EXERCISE PASSAGE below:

He was the youngest of the 50 victims in the attacks.
"He could have grown up to be a brilliant doctor or the prime minister," said Mohamud Hassan, a 21-year-old member of the Christchurch Somali community, which comprises about 60 families.
He shook his head, an expression of the common refrain after all mass shootings: "Why?"
Mucaad's father, Adan Ibrahim, had collected him at around noon on Friday to take him to Friday prayers as usual.
After prayers, the young men often went to play football in Hagley Park across the road, and Mucaad often went with Abdi to watch.
But on Friday, when the gunman stormed into the mosque about 10 minutes into the sermon and started spraying bullets indiscriminately around the men's section, little Mucaad appeared to think it was a scene from the kind of video game his old brothers liked to play.
He ran toward the gunman, Hassan said. Amid the chaos, his father and brother ran in different directions.
After the carnage had ended, a worshiper carried him to the arriving medics.

End of EXERCISE PASSAGE.

▶ **PROBLEMS AND TASKS**:
(a) Answer these questions from the Christchurch passage:
(i) About how many families make up the Christchurch Somali community?
(ii) Who collected Mucaad at around noon on Friday?
(iii) Where did the young men often go to play football after prayers?
(b) Return the part of the Christchurch passage from "He was the youngest" up to and including "Abdi to watch.".
Rely on the Christchurch passage alone, drawing on no other source.

STORED DATA below:

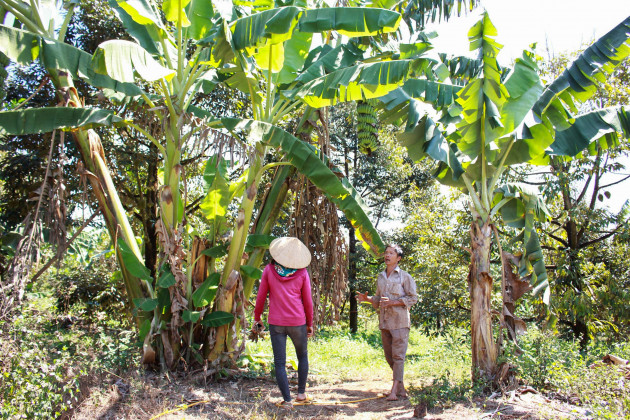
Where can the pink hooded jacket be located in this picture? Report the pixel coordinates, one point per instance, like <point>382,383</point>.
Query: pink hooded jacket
<point>290,300</point>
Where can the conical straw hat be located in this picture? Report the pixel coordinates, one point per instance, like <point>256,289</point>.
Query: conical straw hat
<point>290,252</point>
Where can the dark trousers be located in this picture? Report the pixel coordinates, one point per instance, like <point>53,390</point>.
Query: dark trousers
<point>279,335</point>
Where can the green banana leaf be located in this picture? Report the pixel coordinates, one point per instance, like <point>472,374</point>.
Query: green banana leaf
<point>270,26</point>
<point>123,60</point>
<point>214,205</point>
<point>325,59</point>
<point>277,25</point>
<point>200,13</point>
<point>594,64</point>
<point>520,208</point>
<point>426,139</point>
<point>44,120</point>
<point>591,127</point>
<point>365,81</point>
<point>143,22</point>
<point>305,159</point>
<point>350,21</point>
<point>424,11</point>
<point>25,47</point>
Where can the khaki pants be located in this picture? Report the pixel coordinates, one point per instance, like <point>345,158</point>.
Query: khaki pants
<point>395,347</point>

End of STORED DATA.

▶ **ANSWERS FOR THE EXERCISE**:
(a)
(i) About 60 families.
(ii) His father, Adan Ibrahim.
(iii) Hagley Park, across the road.

(b)
He was the youngest of the 50 victims in the attacks.
"He could have grown up to be a brilliant doctor or the prime minister," said Mohamud Hassan, a 21-year-old member of the Christchurch Somali community, which comprises about 60 families.
He shook his head, an expression of the common refrain after all mass shootings: "Why?"
Mucaad's father, Adan Ibrahim, had collected him at around noon on Friday to take him to Friday prayers as usual.
After prayers, the young men often went to play football in Hagley Park across the road, and Mucaad often went with Abdi to watch.